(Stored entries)
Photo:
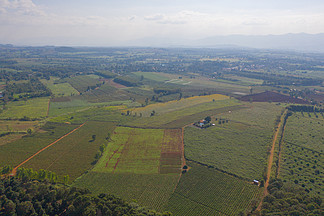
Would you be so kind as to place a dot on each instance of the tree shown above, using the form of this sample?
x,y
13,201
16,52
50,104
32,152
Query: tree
x,y
93,137
153,113
66,179
29,131
208,119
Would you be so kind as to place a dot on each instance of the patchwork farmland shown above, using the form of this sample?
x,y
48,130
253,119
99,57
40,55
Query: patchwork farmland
x,y
186,131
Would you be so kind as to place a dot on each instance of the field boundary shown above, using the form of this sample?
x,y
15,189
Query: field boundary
x,y
14,171
219,170
48,105
270,160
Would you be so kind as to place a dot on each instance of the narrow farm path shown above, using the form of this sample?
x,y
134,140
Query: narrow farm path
x,y
14,171
270,161
49,101
183,160
280,150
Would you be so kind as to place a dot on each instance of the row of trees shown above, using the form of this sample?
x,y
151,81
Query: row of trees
x,y
43,198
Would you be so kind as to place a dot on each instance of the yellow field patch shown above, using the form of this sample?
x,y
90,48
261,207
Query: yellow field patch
x,y
177,104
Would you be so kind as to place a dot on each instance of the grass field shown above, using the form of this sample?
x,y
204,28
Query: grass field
x,y
109,113
81,83
17,126
74,154
134,166
75,105
19,150
204,191
152,76
302,152
33,108
150,190
239,146
59,89
9,138
141,151
182,117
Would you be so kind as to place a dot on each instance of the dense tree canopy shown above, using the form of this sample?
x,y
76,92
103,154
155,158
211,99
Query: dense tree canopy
x,y
43,198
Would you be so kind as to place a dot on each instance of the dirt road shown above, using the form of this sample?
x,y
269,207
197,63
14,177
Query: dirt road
x,y
14,171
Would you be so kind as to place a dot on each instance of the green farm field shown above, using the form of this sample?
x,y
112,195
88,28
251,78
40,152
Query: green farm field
x,y
108,114
138,164
81,83
33,108
206,191
302,152
59,89
152,76
140,151
74,154
170,106
15,152
238,146
185,116
77,105
17,126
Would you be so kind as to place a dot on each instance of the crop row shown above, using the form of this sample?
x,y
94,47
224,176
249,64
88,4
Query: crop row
x,y
212,190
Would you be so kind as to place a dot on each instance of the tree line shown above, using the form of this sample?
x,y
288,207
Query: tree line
x,y
28,197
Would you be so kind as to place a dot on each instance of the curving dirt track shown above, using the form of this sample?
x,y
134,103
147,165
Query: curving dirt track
x,y
270,161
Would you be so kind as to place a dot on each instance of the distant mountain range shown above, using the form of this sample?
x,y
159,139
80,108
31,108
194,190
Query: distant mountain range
x,y
297,42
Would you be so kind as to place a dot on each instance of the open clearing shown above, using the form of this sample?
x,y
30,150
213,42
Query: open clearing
x,y
138,164
185,116
142,151
73,154
177,105
17,151
59,89
33,108
16,126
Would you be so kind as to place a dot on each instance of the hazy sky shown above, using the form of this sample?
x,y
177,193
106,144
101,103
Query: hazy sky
x,y
111,22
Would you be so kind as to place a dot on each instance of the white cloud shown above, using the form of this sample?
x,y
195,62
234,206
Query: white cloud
x,y
21,19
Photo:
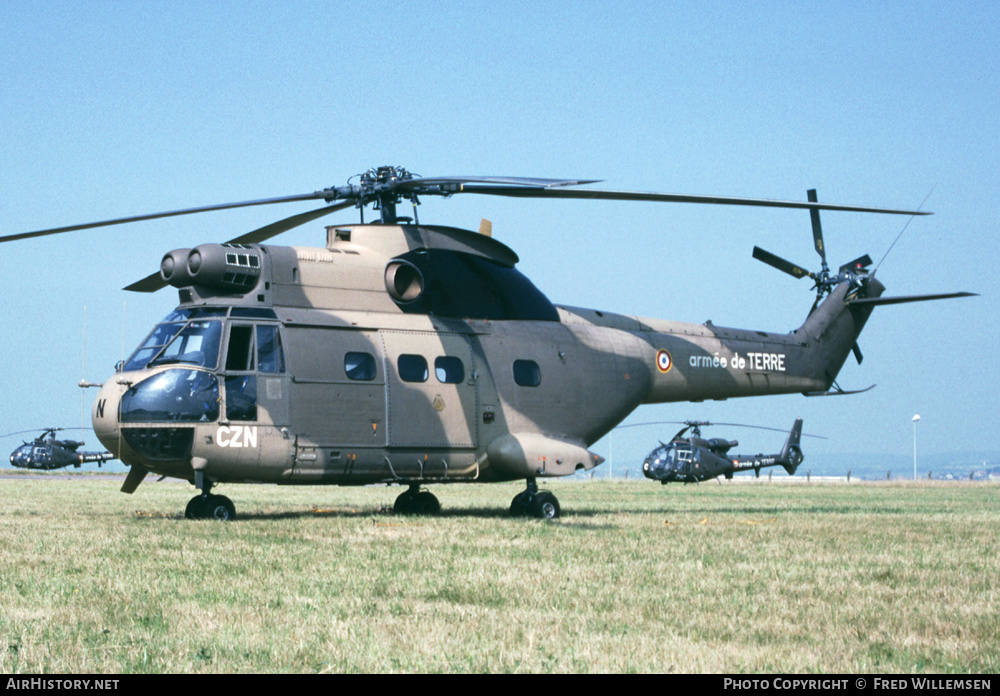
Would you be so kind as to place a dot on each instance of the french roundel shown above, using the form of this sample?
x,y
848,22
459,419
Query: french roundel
x,y
663,361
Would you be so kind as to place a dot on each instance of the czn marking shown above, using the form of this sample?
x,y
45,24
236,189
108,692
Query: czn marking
x,y
236,436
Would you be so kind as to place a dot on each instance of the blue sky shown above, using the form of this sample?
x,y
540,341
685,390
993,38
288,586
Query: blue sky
x,y
110,109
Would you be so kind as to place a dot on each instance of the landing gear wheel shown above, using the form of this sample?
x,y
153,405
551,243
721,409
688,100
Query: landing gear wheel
x,y
545,507
416,502
532,503
196,508
520,506
219,507
210,507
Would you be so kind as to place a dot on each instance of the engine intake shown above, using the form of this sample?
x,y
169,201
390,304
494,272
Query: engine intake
x,y
221,267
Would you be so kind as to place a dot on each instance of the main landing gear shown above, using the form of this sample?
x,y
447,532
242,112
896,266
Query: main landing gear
x,y
207,506
414,501
534,503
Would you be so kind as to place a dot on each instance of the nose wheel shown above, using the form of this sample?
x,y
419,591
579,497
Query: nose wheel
x,y
414,501
208,506
534,503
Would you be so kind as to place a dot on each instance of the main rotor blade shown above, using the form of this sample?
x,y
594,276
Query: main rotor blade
x,y
172,213
154,282
607,195
780,263
858,263
817,229
520,181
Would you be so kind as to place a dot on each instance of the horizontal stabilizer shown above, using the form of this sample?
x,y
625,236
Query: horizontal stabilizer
x,y
908,298
838,392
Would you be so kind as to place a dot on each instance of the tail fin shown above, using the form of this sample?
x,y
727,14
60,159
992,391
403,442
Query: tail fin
x,y
791,453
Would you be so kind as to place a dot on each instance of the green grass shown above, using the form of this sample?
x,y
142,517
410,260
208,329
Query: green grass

- **What you should do**:
If a record contains a picture, drop the picture and repeat the rest exactly.

- **Solved problem**:
Photo:
Would you be so kind as to place a dot on each instance of the tree shown above, using the form of this sample?
x,y
13,201
16,52
50,104
32,152
Query: tree
x,y
93,137
153,113
66,179
29,131
208,119
Would you be so kind as to place a dot on each instance of the patchwork farmland shown above, using the form of this sample?
x,y
48,130
253,119
99,57
40,55
Query: patchwork farmland
x,y
186,131
Would you be so kind as to place a dot on each instance of the field boundary shown above, using the form of this sample?
x,y
15,189
Query: field boundary
x,y
14,171
219,170
48,105
270,160
Would you be so kind as to place a dot on each instance of the narrow farm path shown above, using the form of this sample?
x,y
134,140
Query: narrow farm path
x,y
14,171
270,161
49,101
183,160
280,150
Would you be so kind as to place a dot on each instance of the row of trees shown above, using the form of this sample?
x,y
151,81
Query: row of trees
x,y
43,198
Would you be so kind as to place a dot on each instance of the yellow field patch shown above, using the form of this sample?
x,y
90,48
261,207
Query: yellow field patch
x,y
177,104
Would you be so kind as to place a dot on each instance of the grass field shown above, using the form of this sample?
x,y
204,28
Query: grass field
x,y
109,113
81,83
17,126
74,154
134,166
75,105
19,150
204,191
152,76
302,152
33,108
150,190
239,146
59,89
9,138
141,151
182,117
Would you be so kind as to place a dot on each instance of the dense tree canopy shown above, using the form of this sample?
x,y
76,92
103,154
155,158
211,99
Query: dense tree canopy
x,y
43,198
Would you be so kind as to place a dot on each instance of the dirt road shown above, using the form of this sample?
x,y
269,207
197,63
14,177
Query: dirt road
x,y
14,171
Would you be so kind as to place a dot on each instance of the green farm field shown above, using the form of this sample?
x,y
112,195
88,28
251,78
40,152
Query: green farm field
x,y
108,114
138,164
81,83
33,108
206,191
302,152
59,89
152,76
140,151
74,154
170,106
15,152
238,146
185,116
77,105
17,126
Would you be so kind as to place a dot on each instance of the crop row shown above, using the form of this sample?
x,y
94,47
224,176
249,64
88,4
Query: crop row
x,y
212,190
Would you be so kind as to place a dot on each instance of the tree line shown above, using the form of this sample?
x,y
288,207
Query: tree line
x,y
28,197
Would you be so kind as to place a dot on each instance of the curving dirt track shown above, using the form of this sample?
x,y
134,103
147,165
Query: curving dirt track
x,y
270,161
Would you be so kind as to place a dot on each instance of the distant mountain range shown above, using the form of this sample?
x,y
159,139
80,108
31,108
194,190
Query: distant mountain range
x,y
297,42
Would you be so kind as to place a dot on each instance of the open clearing shown above, using the form of this sample?
x,y
30,150
213,42
Query: open clearing
x,y
138,164
185,116
142,151
73,154
177,105
17,151
59,89
33,108
16,126
Would you be so kind as to place a dot on each instance of the hazy sky shown above, using the form of this sample?
x,y
177,193
106,144
101,103
Query: hazy sky
x,y
111,22
Would you be so kind as to place a dot on each instance of the white cloud shown above, using the form of this sample?
x,y
195,62
234,206
Query: white cloud
x,y
21,19
Photo:
Would you be so kind as to place a dot on each instance of the french roundel shown above, using the form of this sample?
x,y
848,22
459,419
Query: french roundel
x,y
663,361
Would you be so kind as to place a dot on each instance of the czn marking shown above, using the form of this sample?
x,y
45,24
236,189
108,692
Query: czn marking
x,y
236,436
Would you be so kind as to place a dot on each instance of the blue sky shown above, using the form of this sample?
x,y
540,341
685,390
993,38
288,586
Query: blue sky
x,y
110,109
Would you be so kind as to place a dot on each instance of the landing gear wheel shown above, using the form of this sample?
x,y
153,405
551,243
721,409
688,100
Query: landing gear wheel
x,y
545,507
416,502
532,503
196,508
520,506
219,507
210,507
Would you be so kind as to place a dot on each instance of the engine intake shown above, using the form of this sample?
x,y
169,201
390,304
494,272
Query: engine intake
x,y
221,267
Would you be so kind as to place a dot on each instance of the main landing gear shown above, using the form of this sample?
x,y
447,532
242,112
896,266
Query: main landing gear
x,y
207,506
414,501
534,503
Would you be so kind as to place a dot on each instance of the nose wheel shown above, using the form of this sample?
x,y
419,591
579,497
Query: nose wheel
x,y
414,501
208,506
534,503
Would you be so kind as to place a dot on each instance of the main rotor blade shown above, using the form of this sample?
x,y
594,276
Query: main rotor blade
x,y
172,213
154,282
607,195
780,263
858,263
817,229
520,181
Would you be so kind as to place a dot on each instance of the horizontal stabilizer shown above, using the form of this sample?
x,y
625,236
Query: horizontal stabilizer
x,y
908,298
838,392
Would you be so kind as to place a dot on each instance of the tail fin shown above, using the form of this sample?
x,y
727,14
60,159
992,391
403,442
Query: tail fin
x,y
791,453
Would you be so kind as to place a dot on each instance of the green grass shown above, using the form of this sample?
x,y
142,517
410,260
208,329
Query: green grass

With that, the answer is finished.